SUPPLIED PASSAGE >>
- - -
Some even gain a sense of comfort from the compartmentalization the traveling provides. Stephanie Carlton, a health policy adviser for the U.S. Senate Finance Committee, doesn’t mind the 3,000-mile roundtrip commute to the University of Texas’ in Austin from Washington, D.C., every other Thursday evening. “My job in Washington can be pretty consuming,” she says, “but traveling to Texas helps me separate work from school. When I’m in Washington, I focus on reforming Medicare and Medicaid. When I’m in Austin, I focus on Dr. Rao’s next corporate finance exam.” Carlton’s also going to Texas in part because the program is about $20,000 less expensive than Georgetown University’s offering, even after accounting for the travel costs. “There’s some economic logic to my commuting decision.”
Carlton budgets her time efficiently, working most hours on those flights back and forth from Washington to Austin. “I fit in study time whenever I can,” she says, “from 5 a.m. to 7 a.m. before work, or maybe a couple of hours at the Library of Congress after work. But I get most of my studying done during the weekends. That still leaves time for a little bit of a social life in the evenings and on weekends, exercise two to three times a week, and church on Sunday evenings.”
These already hellish commutes have grown even more tortuous due to cutbacks in both flight schedules and corporate support for executive education.
When Christopher Bouck initially signed up for Cornell University’s Executive MBA program, airlines offered many direct flights to New York from the Cayman Islands where he lives and works as an accounting manager for ABN AMRO. The Dutch bank also had a tuition reimbursement program.
“I thought I’d have it relatively easy,” Bouck says. “But as the economy unraveled, many airlines cut down the flights so now I have to fly using connections.” His job also closed the window on tuition reimbursement, forcing him to foot the entire $145,380 cost of the 22-month program. “A number of my classmates had their anticipated corporate funding dry up during this time as well,” he adds.
- - -
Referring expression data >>
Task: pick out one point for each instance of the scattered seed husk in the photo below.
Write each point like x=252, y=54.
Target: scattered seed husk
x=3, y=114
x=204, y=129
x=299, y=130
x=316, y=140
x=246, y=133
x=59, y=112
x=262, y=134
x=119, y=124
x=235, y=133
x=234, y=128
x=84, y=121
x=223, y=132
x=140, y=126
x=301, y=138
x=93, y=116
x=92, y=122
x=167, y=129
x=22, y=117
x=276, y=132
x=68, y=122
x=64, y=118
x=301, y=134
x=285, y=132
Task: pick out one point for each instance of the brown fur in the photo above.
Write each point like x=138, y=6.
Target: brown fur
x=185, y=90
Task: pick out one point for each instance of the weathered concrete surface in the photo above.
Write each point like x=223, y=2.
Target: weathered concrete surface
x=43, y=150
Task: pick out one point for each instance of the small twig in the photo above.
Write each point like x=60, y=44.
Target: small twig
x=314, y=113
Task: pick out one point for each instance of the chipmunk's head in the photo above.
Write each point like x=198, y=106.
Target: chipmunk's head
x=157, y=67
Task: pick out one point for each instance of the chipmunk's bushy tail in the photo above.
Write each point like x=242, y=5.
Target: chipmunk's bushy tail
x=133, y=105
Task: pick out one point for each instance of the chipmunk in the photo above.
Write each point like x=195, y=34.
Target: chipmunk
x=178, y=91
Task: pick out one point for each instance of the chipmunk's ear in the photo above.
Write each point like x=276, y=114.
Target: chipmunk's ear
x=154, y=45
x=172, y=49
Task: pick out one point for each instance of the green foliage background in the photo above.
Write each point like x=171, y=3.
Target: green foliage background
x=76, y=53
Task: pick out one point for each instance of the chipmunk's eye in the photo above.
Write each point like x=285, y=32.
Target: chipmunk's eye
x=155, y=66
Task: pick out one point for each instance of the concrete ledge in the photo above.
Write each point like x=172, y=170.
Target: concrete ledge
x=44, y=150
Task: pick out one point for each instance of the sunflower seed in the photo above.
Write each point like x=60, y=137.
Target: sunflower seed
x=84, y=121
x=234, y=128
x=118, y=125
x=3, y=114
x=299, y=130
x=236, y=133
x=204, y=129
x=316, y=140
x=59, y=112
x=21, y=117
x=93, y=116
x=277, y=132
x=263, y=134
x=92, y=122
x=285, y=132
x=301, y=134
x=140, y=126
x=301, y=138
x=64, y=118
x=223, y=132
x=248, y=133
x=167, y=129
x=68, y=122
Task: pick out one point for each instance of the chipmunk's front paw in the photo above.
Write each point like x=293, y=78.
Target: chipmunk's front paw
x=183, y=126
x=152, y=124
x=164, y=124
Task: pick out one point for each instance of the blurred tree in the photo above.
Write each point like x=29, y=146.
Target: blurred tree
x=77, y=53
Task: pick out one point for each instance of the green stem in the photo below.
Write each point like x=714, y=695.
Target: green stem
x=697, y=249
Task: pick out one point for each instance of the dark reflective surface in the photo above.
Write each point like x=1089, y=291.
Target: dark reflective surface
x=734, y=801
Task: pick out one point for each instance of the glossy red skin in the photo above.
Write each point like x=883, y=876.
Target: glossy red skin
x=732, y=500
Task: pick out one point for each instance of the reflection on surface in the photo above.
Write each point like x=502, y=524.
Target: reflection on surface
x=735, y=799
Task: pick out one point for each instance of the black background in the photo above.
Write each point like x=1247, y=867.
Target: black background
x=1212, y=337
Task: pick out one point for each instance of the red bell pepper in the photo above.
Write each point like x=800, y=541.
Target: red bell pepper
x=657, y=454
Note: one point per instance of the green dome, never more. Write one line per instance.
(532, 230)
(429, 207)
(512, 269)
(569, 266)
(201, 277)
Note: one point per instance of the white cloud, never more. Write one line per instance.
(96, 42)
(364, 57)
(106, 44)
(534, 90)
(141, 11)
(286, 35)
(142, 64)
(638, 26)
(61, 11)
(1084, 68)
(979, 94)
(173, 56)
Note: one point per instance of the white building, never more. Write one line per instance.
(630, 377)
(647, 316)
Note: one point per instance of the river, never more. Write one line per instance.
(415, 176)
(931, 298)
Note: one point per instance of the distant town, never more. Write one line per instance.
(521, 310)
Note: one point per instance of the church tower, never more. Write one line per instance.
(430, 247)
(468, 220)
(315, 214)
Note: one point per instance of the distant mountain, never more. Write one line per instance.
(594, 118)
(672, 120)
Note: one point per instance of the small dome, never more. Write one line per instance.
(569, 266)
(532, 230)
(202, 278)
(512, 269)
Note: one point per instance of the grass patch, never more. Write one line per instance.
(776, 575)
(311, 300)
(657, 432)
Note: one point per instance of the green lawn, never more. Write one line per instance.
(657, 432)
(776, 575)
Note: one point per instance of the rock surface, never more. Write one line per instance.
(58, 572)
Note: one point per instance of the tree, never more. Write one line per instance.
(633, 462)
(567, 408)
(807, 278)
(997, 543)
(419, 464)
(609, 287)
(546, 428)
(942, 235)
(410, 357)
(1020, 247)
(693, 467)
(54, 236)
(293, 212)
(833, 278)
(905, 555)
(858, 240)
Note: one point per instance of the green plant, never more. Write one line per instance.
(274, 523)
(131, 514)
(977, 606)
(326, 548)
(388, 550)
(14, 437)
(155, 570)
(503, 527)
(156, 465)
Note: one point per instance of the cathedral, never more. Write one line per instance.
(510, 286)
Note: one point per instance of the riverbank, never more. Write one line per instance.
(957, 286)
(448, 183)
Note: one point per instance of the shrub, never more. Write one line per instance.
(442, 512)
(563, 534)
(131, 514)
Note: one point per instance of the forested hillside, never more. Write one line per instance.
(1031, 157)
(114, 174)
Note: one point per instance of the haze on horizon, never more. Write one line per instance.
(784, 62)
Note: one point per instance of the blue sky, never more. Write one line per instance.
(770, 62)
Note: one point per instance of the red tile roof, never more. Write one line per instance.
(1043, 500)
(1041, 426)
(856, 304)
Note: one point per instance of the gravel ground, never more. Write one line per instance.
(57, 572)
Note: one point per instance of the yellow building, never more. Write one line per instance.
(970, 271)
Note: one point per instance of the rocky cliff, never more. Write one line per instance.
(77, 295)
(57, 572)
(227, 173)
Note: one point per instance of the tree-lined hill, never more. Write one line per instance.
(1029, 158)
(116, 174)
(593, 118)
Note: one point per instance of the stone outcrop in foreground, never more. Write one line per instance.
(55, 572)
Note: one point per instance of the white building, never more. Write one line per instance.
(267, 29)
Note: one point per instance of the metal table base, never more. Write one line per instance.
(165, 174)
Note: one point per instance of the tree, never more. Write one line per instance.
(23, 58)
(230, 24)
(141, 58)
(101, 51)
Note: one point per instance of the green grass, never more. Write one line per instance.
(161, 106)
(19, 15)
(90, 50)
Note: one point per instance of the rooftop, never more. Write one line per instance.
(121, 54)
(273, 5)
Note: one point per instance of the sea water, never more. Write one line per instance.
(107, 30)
- - -
HOW TO COMPLETE THIS TASK >> Update the part of the executive MBA commuting passage that opens with the words "These already hellish" and closes with "tuition reimbursement program.", replacing "direct flights" with "nonstop flights".

WRITTEN SOLUTION >>
These already hellish commutes have grown even more tortuous due to cutbacks in both flight schedules and corporate support for executive education.
When Christopher Bouck initially signed up for Cornell University’s Executive MBA program, airlines offered many nonstop flights to New York from the Cayman Islands where he lives and works as an accounting manager for ABN AMRO. The Dutch bank also had a tuition reimbursement program.